## EXERCISE MATERIAL
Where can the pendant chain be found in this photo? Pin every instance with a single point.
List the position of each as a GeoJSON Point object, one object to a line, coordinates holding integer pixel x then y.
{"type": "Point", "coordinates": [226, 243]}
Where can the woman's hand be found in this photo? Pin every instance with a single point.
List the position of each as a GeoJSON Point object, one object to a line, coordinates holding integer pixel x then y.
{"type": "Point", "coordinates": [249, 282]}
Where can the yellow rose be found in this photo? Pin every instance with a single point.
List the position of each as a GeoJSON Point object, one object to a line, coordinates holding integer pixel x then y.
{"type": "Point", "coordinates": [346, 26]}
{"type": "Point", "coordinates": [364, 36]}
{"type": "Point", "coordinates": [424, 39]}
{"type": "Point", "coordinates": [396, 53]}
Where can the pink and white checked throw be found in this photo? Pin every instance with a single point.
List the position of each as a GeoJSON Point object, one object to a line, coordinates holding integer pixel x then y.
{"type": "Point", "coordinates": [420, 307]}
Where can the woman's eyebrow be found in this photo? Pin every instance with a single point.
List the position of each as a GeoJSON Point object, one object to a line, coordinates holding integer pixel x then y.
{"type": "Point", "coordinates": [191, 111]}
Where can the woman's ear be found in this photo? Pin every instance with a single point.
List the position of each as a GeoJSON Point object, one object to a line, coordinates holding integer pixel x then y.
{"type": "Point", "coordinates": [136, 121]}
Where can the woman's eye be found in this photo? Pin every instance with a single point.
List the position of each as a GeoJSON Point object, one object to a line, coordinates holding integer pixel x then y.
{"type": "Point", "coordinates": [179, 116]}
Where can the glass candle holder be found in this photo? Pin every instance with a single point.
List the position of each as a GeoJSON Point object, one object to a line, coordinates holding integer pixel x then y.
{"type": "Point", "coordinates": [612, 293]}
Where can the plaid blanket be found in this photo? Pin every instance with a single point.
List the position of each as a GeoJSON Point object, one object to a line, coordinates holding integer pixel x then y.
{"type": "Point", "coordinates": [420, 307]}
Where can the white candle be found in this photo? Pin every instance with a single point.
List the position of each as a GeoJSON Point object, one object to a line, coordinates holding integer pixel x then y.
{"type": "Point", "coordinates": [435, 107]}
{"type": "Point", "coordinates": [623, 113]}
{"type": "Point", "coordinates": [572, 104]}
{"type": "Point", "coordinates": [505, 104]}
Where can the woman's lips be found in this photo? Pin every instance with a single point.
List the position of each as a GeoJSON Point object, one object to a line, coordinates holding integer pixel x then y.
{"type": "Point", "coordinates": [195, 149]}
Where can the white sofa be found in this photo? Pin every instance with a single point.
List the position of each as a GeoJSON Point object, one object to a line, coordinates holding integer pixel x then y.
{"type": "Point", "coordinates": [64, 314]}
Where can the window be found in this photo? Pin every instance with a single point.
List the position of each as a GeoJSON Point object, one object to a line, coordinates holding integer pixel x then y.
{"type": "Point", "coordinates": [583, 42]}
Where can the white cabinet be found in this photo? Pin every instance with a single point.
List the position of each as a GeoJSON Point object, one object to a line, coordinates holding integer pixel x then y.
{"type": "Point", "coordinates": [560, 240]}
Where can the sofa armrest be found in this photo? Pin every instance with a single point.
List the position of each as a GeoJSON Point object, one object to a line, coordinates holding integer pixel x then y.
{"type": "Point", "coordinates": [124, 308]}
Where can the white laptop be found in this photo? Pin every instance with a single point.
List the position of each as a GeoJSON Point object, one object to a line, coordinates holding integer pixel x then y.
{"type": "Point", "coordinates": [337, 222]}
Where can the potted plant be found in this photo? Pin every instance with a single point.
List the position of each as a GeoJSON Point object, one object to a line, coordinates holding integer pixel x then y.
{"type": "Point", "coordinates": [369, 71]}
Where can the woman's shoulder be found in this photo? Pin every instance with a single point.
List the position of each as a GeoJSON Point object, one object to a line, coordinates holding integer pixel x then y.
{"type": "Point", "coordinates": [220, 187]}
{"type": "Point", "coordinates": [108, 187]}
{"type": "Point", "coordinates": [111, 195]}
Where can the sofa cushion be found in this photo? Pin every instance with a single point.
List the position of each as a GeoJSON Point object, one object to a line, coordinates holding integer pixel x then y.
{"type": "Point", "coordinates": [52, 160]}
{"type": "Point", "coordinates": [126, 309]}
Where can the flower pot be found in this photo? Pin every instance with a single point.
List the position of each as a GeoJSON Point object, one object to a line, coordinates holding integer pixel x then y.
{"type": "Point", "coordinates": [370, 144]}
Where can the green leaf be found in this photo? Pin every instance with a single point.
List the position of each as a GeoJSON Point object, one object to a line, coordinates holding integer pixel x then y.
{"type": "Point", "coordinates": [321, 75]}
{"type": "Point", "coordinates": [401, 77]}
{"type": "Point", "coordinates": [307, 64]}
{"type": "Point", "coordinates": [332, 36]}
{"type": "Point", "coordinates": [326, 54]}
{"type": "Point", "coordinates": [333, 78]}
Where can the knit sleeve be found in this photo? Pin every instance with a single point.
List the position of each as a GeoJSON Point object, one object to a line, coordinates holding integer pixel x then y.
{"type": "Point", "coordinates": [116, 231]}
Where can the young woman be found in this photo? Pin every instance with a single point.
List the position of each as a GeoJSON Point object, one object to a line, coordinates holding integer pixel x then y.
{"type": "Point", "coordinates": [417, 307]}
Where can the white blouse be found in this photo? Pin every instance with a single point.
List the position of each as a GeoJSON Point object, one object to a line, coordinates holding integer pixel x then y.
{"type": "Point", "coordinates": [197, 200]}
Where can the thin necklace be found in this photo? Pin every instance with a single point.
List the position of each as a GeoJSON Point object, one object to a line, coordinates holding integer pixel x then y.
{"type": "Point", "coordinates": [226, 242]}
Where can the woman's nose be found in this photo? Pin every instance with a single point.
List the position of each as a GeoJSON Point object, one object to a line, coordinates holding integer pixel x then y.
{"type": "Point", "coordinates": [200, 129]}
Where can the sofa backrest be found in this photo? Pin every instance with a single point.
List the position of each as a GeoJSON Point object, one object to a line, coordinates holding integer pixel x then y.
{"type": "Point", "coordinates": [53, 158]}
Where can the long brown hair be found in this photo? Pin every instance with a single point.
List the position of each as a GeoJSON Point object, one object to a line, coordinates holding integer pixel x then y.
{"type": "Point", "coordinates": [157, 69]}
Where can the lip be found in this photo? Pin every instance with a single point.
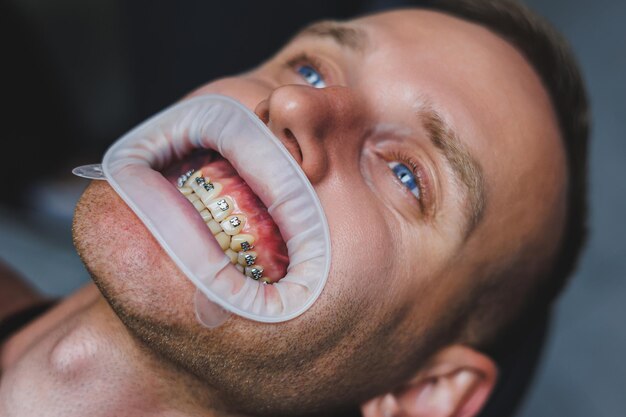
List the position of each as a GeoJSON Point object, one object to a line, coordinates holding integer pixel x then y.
{"type": "Point", "coordinates": [220, 123]}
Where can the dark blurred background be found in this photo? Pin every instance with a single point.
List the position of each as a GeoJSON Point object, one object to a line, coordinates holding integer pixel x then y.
{"type": "Point", "coordinates": [77, 75]}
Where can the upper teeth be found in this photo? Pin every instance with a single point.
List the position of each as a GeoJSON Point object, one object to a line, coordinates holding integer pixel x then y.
{"type": "Point", "coordinates": [219, 218]}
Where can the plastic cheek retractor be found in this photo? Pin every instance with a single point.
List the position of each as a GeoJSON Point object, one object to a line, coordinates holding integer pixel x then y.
{"type": "Point", "coordinates": [132, 167]}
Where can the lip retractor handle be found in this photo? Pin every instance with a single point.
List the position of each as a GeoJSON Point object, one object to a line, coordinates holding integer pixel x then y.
{"type": "Point", "coordinates": [91, 172]}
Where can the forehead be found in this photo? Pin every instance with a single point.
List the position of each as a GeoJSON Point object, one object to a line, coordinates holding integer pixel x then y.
{"type": "Point", "coordinates": [482, 86]}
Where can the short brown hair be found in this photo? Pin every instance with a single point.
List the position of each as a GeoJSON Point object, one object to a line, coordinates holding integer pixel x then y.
{"type": "Point", "coordinates": [552, 59]}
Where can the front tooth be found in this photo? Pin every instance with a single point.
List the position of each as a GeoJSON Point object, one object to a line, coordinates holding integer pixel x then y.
{"type": "Point", "coordinates": [208, 191]}
{"type": "Point", "coordinates": [246, 258]}
{"type": "Point", "coordinates": [255, 272]}
{"type": "Point", "coordinates": [232, 255]}
{"type": "Point", "coordinates": [240, 241]}
{"type": "Point", "coordinates": [192, 179]}
{"type": "Point", "coordinates": [206, 215]}
{"type": "Point", "coordinates": [233, 224]}
{"type": "Point", "coordinates": [221, 208]}
{"type": "Point", "coordinates": [223, 239]}
{"type": "Point", "coordinates": [186, 190]}
{"type": "Point", "coordinates": [196, 202]}
{"type": "Point", "coordinates": [214, 227]}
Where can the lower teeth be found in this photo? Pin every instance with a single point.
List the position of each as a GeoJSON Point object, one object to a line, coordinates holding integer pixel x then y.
{"type": "Point", "coordinates": [226, 226]}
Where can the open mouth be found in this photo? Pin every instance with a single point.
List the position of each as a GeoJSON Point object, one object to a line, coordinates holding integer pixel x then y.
{"type": "Point", "coordinates": [233, 214]}
{"type": "Point", "coordinates": [246, 216]}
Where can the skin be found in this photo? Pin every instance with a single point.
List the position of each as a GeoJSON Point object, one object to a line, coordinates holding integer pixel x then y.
{"type": "Point", "coordinates": [401, 271]}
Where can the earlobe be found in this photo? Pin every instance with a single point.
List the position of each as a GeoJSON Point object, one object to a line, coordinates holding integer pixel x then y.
{"type": "Point", "coordinates": [455, 383]}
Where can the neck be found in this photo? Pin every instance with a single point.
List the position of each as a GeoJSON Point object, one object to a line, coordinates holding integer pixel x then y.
{"type": "Point", "coordinates": [137, 379]}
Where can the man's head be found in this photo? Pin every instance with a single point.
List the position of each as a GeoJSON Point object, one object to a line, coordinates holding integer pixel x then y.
{"type": "Point", "coordinates": [432, 258]}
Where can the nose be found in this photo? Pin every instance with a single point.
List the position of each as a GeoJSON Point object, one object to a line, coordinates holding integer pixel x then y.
{"type": "Point", "coordinates": [317, 126]}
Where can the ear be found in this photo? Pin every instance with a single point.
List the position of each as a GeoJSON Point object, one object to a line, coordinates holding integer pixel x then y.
{"type": "Point", "coordinates": [456, 382]}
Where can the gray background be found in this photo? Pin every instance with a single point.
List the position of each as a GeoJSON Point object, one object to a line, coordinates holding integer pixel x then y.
{"type": "Point", "coordinates": [582, 373]}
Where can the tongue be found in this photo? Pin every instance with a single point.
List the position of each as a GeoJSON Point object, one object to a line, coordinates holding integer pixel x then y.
{"type": "Point", "coordinates": [269, 245]}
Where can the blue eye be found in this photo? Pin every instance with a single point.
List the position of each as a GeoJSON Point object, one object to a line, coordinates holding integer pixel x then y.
{"type": "Point", "coordinates": [311, 76]}
{"type": "Point", "coordinates": [406, 177]}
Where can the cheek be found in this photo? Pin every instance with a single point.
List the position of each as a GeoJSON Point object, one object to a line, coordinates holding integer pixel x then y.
{"type": "Point", "coordinates": [363, 246]}
{"type": "Point", "coordinates": [125, 260]}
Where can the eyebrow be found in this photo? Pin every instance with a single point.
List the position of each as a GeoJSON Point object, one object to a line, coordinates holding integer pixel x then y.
{"type": "Point", "coordinates": [466, 169]}
{"type": "Point", "coordinates": [342, 34]}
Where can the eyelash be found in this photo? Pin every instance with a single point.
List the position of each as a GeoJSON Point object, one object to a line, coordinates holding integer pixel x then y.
{"type": "Point", "coordinates": [303, 58]}
{"type": "Point", "coordinates": [416, 170]}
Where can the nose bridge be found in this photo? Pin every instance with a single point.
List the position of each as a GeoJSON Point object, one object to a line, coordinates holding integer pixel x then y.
{"type": "Point", "coordinates": [314, 123]}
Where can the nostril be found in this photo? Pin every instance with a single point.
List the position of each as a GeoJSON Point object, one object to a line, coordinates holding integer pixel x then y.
{"type": "Point", "coordinates": [292, 144]}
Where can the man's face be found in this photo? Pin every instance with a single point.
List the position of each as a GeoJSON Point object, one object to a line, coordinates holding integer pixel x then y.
{"type": "Point", "coordinates": [475, 137]}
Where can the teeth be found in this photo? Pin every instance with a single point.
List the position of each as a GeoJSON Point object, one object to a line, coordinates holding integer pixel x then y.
{"type": "Point", "coordinates": [206, 215]}
{"type": "Point", "coordinates": [232, 255]}
{"type": "Point", "coordinates": [183, 178]}
{"type": "Point", "coordinates": [225, 227]}
{"type": "Point", "coordinates": [246, 258]}
{"type": "Point", "coordinates": [255, 272]}
{"type": "Point", "coordinates": [223, 239]}
{"type": "Point", "coordinates": [186, 190]}
{"type": "Point", "coordinates": [221, 208]}
{"type": "Point", "coordinates": [196, 202]}
{"type": "Point", "coordinates": [191, 180]}
{"type": "Point", "coordinates": [242, 242]}
{"type": "Point", "coordinates": [214, 227]}
{"type": "Point", "coordinates": [233, 224]}
{"type": "Point", "coordinates": [208, 191]}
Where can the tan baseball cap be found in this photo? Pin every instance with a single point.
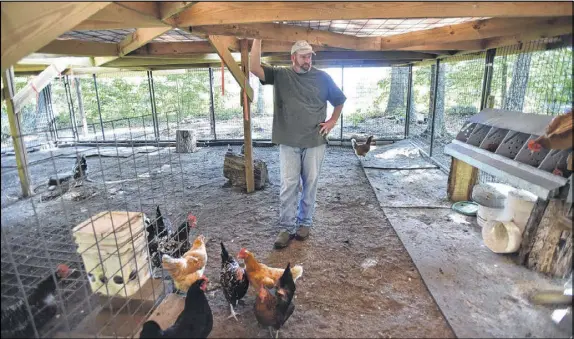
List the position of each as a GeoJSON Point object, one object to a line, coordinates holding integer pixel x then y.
{"type": "Point", "coordinates": [301, 47]}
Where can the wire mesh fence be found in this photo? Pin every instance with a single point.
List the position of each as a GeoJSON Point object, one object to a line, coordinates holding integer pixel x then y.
{"type": "Point", "coordinates": [64, 259]}
{"type": "Point", "coordinates": [121, 109]}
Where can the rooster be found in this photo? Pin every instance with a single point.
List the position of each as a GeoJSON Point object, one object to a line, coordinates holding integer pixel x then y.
{"type": "Point", "coordinates": [233, 279]}
{"type": "Point", "coordinates": [15, 320]}
{"type": "Point", "coordinates": [260, 274]}
{"type": "Point", "coordinates": [195, 321]}
{"type": "Point", "coordinates": [190, 267]}
{"type": "Point", "coordinates": [164, 239]}
{"type": "Point", "coordinates": [273, 306]}
{"type": "Point", "coordinates": [363, 149]}
{"type": "Point", "coordinates": [558, 136]}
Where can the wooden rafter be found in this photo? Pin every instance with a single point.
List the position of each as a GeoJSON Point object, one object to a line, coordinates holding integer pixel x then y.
{"type": "Point", "coordinates": [27, 27]}
{"type": "Point", "coordinates": [219, 43]}
{"type": "Point", "coordinates": [282, 32]}
{"type": "Point", "coordinates": [80, 48]}
{"type": "Point", "coordinates": [478, 30]}
{"type": "Point", "coordinates": [144, 35]}
{"type": "Point", "coordinates": [221, 13]}
{"type": "Point", "coordinates": [120, 16]}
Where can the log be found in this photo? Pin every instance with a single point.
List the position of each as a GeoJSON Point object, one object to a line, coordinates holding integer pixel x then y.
{"type": "Point", "coordinates": [461, 179]}
{"type": "Point", "coordinates": [234, 170]}
{"type": "Point", "coordinates": [185, 141]}
{"type": "Point", "coordinates": [551, 244]}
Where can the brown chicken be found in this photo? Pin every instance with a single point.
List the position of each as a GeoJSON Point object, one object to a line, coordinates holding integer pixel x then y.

## STATED GOAL
Every line from the one containing "Where can the rooster" through the end of the entries above must be echoed exactly, with both ends kept.

## TASK RESULT
Where can the rooster be found in this photo? Pin every instance with a single point.
List the position of each as a GeoJSON Point object, one object to a line, coordinates holding integer pixel x then y.
{"type": "Point", "coordinates": [233, 279]}
{"type": "Point", "coordinates": [15, 320]}
{"type": "Point", "coordinates": [260, 274]}
{"type": "Point", "coordinates": [195, 321]}
{"type": "Point", "coordinates": [190, 267]}
{"type": "Point", "coordinates": [164, 239]}
{"type": "Point", "coordinates": [273, 306]}
{"type": "Point", "coordinates": [363, 149]}
{"type": "Point", "coordinates": [558, 136]}
Where can the wooden rafter be found in this photo? Pin every instance with a single point.
List the position of each as a GeoJSON Point object, one object to a line, coordinates holding integer pixel x then y.
{"type": "Point", "coordinates": [27, 27]}
{"type": "Point", "coordinates": [219, 43]}
{"type": "Point", "coordinates": [282, 32]}
{"type": "Point", "coordinates": [80, 48]}
{"type": "Point", "coordinates": [478, 30]}
{"type": "Point", "coordinates": [144, 35]}
{"type": "Point", "coordinates": [221, 13]}
{"type": "Point", "coordinates": [120, 16]}
Where can the log be found in this photo? Pin every instance with a single point.
List the position of each as a GeoJSON Point object, one object to a line, coordinates holding integer pixel x then y.
{"type": "Point", "coordinates": [461, 179]}
{"type": "Point", "coordinates": [234, 170]}
{"type": "Point", "coordinates": [185, 141]}
{"type": "Point", "coordinates": [551, 244]}
Where can the brown chicken be found in this photo? Pin every instance with a single point.
List the position of each as a GeoJSON Point object, one object to a line, coordinates holding integer pixel x then y.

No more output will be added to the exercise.